Saved entries:

◇ ◇ ◇ ◇

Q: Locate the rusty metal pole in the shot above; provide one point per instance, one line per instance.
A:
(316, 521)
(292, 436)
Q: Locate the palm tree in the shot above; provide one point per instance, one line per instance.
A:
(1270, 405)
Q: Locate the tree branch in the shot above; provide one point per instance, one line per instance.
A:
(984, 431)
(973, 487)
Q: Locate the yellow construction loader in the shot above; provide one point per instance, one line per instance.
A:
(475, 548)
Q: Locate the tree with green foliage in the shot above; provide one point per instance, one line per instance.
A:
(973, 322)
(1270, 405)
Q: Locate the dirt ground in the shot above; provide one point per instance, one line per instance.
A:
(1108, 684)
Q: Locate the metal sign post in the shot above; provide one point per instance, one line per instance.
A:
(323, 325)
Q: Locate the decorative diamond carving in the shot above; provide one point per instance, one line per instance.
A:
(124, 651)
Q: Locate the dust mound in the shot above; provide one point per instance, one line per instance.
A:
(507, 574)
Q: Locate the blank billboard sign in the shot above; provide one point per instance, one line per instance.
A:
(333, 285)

◇ ◇ ◇ ◇

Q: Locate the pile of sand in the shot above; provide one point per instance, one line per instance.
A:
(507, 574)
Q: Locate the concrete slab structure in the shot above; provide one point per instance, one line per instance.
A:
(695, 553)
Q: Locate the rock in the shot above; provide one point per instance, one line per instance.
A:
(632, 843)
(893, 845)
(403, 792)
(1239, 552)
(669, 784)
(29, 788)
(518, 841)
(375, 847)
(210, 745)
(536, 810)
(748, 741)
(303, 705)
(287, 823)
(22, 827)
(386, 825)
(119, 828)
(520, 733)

◇ ◇ ◇ ◇

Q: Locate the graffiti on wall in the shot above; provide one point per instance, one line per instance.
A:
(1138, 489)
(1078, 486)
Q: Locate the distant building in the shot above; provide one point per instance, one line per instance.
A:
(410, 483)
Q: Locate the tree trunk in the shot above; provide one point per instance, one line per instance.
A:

◇ ◇ ◇ ◇

Copy out each line of the records where the string "sign" appears.

* **Response to this exercise**
Q: Locate the metal sign post in the shot above; provide one point per instance, one line per instance.
Q: Locate the blank billboard sign in the shot above; provide one point per instance, one line per instance.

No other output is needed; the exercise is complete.